What to do:
Change "light hair" to "fair hair" in the rows that begin at the line containing "as [[122, 603]]." and end with the line containing "[[780, 607], [222, 630]]", and return only those lines with everything else left as it is.
··· Provided records
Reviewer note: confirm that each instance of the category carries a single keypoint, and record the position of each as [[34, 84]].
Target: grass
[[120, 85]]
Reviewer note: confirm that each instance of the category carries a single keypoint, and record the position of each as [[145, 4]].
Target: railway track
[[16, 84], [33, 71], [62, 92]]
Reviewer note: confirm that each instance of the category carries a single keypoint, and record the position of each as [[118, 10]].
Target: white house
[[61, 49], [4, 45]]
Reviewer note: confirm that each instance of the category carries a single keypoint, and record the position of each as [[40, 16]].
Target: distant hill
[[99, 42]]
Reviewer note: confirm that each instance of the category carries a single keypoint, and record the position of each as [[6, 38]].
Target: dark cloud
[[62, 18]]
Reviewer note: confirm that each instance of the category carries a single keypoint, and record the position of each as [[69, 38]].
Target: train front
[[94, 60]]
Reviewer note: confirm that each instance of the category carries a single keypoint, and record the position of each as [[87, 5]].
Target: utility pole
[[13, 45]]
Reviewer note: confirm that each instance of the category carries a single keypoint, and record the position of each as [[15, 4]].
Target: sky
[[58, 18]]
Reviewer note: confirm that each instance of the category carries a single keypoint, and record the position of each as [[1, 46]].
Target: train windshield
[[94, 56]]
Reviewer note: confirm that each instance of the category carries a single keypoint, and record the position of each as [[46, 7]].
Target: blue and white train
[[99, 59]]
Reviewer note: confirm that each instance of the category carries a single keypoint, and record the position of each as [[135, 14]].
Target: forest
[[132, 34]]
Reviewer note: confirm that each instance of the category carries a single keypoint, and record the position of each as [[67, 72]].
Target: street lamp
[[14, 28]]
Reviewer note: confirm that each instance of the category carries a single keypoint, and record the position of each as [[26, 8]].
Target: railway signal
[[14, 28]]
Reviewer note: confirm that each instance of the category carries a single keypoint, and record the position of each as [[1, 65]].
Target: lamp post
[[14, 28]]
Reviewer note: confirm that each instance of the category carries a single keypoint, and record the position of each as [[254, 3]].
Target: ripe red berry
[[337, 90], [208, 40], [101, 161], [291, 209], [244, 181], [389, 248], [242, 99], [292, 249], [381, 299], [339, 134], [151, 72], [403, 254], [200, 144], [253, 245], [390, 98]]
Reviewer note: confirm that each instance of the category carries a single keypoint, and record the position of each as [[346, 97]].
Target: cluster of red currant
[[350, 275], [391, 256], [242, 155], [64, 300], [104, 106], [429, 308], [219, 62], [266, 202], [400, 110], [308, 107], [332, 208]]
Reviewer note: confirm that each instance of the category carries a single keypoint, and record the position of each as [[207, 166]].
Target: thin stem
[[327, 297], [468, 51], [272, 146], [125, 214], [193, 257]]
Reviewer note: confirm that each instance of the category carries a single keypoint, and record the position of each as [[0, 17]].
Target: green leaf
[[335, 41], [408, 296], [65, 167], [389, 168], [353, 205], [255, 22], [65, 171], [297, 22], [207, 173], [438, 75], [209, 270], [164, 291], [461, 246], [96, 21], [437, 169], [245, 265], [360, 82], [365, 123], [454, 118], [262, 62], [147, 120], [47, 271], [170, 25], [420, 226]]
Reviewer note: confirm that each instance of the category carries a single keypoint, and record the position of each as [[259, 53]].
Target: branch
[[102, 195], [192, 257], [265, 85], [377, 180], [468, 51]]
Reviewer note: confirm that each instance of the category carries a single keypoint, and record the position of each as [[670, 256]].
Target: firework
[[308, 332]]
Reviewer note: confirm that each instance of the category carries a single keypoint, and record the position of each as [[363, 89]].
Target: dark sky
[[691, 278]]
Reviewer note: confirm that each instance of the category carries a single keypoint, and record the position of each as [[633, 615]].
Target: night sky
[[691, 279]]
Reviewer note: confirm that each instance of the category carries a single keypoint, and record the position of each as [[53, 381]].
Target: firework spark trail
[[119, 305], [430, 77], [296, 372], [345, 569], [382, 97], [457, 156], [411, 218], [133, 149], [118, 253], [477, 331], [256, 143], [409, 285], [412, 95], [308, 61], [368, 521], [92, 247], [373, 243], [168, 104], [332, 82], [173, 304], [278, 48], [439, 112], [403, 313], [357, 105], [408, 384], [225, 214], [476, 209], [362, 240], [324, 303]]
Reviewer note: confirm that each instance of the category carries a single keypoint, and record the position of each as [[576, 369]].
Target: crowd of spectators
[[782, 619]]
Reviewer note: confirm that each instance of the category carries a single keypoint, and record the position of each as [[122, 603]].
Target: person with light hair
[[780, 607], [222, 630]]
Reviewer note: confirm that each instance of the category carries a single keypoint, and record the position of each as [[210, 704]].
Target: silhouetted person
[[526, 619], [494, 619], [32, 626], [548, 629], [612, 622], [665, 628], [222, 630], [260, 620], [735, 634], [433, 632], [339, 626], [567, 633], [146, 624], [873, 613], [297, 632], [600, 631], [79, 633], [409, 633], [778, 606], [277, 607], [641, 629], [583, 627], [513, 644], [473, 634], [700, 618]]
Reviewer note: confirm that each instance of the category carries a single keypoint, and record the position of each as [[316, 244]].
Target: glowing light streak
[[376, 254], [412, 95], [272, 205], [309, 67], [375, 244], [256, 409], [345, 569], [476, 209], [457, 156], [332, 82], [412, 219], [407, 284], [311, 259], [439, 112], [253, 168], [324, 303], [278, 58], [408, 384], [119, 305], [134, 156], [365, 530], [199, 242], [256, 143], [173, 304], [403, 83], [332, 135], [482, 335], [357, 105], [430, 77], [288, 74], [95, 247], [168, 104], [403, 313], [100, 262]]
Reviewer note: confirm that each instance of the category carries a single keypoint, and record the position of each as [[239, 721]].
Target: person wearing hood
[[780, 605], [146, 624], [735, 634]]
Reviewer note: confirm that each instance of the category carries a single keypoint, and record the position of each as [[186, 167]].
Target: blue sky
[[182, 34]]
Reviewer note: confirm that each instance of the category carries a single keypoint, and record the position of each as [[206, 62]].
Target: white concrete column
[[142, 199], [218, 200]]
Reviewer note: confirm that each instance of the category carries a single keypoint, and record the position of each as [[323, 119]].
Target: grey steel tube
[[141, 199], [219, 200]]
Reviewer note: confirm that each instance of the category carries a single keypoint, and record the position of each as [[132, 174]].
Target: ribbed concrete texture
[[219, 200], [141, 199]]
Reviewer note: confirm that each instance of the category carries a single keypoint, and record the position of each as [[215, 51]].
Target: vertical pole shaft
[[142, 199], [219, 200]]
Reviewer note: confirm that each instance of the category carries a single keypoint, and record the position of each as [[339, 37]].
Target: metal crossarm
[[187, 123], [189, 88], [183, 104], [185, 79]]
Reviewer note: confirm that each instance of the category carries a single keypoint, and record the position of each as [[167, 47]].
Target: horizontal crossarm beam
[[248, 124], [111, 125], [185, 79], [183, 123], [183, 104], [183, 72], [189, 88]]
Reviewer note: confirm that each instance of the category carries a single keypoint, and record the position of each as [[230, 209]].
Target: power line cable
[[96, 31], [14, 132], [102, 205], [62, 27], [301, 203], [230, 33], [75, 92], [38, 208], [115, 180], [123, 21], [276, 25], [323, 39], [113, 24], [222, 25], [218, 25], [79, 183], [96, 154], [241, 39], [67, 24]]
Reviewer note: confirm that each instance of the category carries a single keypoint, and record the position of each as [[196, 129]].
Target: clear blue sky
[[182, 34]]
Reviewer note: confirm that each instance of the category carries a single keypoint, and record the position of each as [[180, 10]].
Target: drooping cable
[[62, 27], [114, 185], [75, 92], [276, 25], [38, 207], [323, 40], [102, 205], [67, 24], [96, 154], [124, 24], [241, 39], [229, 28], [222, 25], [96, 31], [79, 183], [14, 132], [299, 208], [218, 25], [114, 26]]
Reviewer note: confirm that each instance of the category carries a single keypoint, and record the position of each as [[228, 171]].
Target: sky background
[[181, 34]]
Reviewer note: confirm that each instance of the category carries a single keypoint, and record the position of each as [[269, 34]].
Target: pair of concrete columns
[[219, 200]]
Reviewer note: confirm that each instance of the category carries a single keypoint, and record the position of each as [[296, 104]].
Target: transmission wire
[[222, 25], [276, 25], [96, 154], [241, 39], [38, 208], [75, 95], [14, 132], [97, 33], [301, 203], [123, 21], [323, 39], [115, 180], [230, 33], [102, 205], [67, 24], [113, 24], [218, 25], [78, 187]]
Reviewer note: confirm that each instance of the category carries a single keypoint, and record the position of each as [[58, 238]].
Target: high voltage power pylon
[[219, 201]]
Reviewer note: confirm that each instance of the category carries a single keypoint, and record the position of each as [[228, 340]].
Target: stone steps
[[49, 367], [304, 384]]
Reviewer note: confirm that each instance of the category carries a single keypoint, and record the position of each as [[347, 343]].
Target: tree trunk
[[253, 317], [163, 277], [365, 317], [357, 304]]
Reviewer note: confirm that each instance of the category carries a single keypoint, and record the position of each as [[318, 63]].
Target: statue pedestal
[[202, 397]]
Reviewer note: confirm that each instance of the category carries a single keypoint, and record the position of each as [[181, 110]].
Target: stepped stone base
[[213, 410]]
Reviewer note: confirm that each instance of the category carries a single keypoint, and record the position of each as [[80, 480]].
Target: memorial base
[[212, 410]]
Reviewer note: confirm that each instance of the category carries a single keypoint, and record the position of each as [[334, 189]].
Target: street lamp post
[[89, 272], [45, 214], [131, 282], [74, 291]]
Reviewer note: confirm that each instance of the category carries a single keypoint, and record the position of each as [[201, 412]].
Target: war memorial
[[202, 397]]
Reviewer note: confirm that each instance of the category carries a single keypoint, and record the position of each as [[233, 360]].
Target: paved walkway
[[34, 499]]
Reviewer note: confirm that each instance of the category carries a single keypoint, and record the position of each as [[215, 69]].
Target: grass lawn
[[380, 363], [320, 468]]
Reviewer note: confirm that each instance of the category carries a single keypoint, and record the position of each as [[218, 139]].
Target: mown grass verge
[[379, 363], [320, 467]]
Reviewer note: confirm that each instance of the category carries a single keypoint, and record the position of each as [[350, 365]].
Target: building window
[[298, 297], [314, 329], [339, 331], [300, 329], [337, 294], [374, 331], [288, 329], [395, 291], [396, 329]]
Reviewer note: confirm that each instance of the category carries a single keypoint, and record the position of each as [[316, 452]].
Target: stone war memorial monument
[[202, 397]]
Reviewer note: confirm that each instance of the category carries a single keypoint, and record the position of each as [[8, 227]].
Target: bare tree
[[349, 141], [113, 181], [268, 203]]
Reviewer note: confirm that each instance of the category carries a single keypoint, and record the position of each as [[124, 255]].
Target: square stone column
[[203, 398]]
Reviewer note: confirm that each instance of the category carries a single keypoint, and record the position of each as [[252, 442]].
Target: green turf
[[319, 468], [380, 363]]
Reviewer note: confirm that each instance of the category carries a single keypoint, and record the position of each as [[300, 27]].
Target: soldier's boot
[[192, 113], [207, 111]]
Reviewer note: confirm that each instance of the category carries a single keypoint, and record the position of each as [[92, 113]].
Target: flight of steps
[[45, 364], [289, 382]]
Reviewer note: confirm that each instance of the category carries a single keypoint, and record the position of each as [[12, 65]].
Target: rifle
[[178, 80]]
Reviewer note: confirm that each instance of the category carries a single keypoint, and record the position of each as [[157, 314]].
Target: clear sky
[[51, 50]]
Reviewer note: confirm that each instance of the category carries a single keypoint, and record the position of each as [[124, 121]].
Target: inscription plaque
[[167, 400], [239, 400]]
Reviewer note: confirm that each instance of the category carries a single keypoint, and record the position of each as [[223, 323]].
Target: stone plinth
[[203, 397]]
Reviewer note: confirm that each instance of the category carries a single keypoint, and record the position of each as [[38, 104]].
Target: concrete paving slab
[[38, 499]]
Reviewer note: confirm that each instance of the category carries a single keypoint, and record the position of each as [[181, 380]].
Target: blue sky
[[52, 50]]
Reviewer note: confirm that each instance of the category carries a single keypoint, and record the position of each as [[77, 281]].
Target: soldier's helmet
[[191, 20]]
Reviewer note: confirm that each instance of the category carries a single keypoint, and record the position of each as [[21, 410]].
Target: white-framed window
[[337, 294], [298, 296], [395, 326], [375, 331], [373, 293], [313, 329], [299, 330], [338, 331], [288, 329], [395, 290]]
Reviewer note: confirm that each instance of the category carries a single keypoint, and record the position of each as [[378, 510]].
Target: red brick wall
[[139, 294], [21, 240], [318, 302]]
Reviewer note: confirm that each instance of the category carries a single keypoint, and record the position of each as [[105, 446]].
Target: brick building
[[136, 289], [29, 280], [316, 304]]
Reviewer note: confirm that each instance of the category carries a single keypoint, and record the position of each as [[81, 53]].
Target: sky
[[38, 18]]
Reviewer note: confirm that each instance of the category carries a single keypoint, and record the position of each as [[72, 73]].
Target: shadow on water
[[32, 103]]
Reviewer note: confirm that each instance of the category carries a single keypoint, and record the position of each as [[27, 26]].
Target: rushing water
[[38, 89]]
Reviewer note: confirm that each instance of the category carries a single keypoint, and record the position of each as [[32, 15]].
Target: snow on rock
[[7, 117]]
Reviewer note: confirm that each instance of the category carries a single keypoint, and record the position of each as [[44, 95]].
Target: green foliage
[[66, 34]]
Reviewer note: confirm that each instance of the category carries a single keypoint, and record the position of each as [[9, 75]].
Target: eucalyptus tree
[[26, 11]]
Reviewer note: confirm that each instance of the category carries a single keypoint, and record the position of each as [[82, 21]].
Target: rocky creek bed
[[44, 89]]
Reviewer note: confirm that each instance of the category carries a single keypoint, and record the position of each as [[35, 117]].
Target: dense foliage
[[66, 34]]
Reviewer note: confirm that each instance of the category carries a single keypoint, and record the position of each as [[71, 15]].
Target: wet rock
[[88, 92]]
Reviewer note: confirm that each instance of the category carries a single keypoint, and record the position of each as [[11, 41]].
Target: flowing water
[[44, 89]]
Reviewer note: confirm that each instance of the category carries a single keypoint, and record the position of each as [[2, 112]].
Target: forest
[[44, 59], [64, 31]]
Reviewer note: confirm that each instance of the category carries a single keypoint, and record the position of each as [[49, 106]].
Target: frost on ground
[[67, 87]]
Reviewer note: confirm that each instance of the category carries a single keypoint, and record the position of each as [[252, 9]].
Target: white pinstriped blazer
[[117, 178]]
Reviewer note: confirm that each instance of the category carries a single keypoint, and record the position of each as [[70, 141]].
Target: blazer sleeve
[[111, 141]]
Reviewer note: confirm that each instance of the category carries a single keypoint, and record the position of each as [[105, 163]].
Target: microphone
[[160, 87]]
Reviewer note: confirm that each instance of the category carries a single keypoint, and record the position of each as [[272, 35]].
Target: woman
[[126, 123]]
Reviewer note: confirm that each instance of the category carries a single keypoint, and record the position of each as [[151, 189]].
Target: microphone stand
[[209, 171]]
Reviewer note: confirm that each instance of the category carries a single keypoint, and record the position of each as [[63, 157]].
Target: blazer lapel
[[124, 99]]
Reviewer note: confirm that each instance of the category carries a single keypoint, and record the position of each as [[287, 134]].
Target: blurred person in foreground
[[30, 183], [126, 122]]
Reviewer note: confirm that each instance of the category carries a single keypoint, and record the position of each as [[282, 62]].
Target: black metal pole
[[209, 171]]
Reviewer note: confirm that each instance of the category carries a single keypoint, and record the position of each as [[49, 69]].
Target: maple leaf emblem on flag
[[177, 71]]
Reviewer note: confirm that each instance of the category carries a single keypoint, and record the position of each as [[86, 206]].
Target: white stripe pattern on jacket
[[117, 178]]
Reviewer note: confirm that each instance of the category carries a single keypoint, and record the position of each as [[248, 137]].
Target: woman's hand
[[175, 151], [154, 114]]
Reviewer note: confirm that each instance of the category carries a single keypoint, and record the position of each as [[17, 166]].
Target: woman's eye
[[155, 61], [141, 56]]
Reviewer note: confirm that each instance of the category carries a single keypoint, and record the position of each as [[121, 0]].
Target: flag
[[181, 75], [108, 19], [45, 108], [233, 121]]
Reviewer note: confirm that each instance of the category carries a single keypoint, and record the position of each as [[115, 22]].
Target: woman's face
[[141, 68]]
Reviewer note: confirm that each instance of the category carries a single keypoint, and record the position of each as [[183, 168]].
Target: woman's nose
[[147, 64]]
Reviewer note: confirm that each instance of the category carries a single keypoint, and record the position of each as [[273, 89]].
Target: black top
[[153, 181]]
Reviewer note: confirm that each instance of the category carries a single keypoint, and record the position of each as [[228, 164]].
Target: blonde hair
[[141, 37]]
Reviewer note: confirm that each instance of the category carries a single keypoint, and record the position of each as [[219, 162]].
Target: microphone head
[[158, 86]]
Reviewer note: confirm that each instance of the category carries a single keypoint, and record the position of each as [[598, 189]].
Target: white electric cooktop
······
Solved exercise:
Reviewer note: confirm that each instance of the category carries a single keypoint, and record the position of each as [[122, 603]].
Target: person with fair hair
[[780, 607], [222, 630]]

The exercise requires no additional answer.